**WRITTEN PROBLEM 1**
From the excerpt, list every ingredient that the lamb shank method says to combine in the Dutch oven.
**WRITTEN PROBLEM 2**
Render the listing from the line with "Task: locate the camouflage trousers." up to and including the line with "column 25, row 69" as a two-column CSV with the columns task and answer, one row per task. Put each value in one quoted field and turn line breaks into spaces.

___ EXTRACT ___

Even though Josephine Baker was believed to be then the richest woman in the world, she underwent the shame of bankruptcy at a later stage in life despite help from Princess Grace of Monaco and Bridgette Bardot.  This beloved and dazzling parisian artiste was rudely foreclosed upon at Château des Milandes near Dordogne in the Périgord region by creditors, and she was exploited by so many others.  She was literally locked out of her beloved home by the new owner, little doubt un nouveau riche. Soon afterwards, she died from a cerebral hemorrhage.  Alas, we all die — but, we commonly do not have statues, bas reliefs, sculptures, plaques, places, halls of fame, piscines, parcs, boutiques, hotels, photos, films, and are lavished with so many honors, commendation letters, medals, processions, parades in our honor, named and created for us, upon our demise.  Joséphine Baker did them all.

GRILLED LAMB SHANKS

2-3 lamb shanks, about 1 – 1 1/4 lb each
3 T extra virgin olive oil

Sea salt and freshly ground black pepper
1/2 C cognac or brandy
1 C port
1 C or so, chicken stock or broth
6-8 plump, fresh garlic cloves, peeled & smashed

1 T balsamica di modena
1-2 dollops of whipping cream or crème fraîche

Combine lamb shanks, port, stock, salt and pepper and garlic in a Dutch oven with some olive oil. Turn heat to medium high or high and bring to a boil. Cover and adjust heat so that the mixture simmers gently. Cook placed downwards, turning about every 30 minutes, until shanks are tender, about 2 hours.

___ RECORDS FOR PROCESSING ___

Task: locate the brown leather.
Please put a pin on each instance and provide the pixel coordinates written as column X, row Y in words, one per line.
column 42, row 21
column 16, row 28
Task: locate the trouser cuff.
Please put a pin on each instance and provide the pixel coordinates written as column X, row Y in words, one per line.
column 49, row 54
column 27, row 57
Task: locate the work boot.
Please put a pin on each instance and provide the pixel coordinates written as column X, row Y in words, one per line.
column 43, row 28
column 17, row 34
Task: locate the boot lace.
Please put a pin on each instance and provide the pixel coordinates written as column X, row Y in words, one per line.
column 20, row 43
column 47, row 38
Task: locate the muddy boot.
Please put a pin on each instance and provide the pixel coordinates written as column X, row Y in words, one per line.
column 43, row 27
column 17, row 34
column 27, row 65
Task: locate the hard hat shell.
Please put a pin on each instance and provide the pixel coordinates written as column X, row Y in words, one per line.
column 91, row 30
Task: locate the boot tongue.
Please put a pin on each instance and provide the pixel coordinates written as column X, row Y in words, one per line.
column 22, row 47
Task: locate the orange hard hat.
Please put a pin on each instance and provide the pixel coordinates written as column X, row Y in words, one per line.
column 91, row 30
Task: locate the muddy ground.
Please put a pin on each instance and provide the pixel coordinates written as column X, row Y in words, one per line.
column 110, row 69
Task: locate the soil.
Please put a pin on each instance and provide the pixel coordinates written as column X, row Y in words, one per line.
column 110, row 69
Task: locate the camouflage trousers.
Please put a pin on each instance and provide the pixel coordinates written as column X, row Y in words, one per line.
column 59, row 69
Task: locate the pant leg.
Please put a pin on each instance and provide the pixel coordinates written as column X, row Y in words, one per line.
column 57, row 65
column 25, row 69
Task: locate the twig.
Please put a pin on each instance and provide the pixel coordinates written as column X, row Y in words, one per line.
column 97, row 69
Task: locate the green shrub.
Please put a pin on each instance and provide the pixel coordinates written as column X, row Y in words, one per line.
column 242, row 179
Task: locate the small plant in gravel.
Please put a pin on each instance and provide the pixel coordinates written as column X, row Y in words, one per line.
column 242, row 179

___

**WORKED ANSWER 1**
lamb shanks, port, stock, salt, pepper, garlic, olive oil

**WORKED ANSWER 2**
task,answer
"Task: locate the camouflage trousers. Please put a pin on each instance and provide the pixel coordinates written as column X, row Y in words, one per line.","column 59, row 69"
"Task: locate the pant leg. Please put a pin on each instance and provide the pixel coordinates written as column X, row Y in words, one per line.","column 57, row 65 column 25, row 69"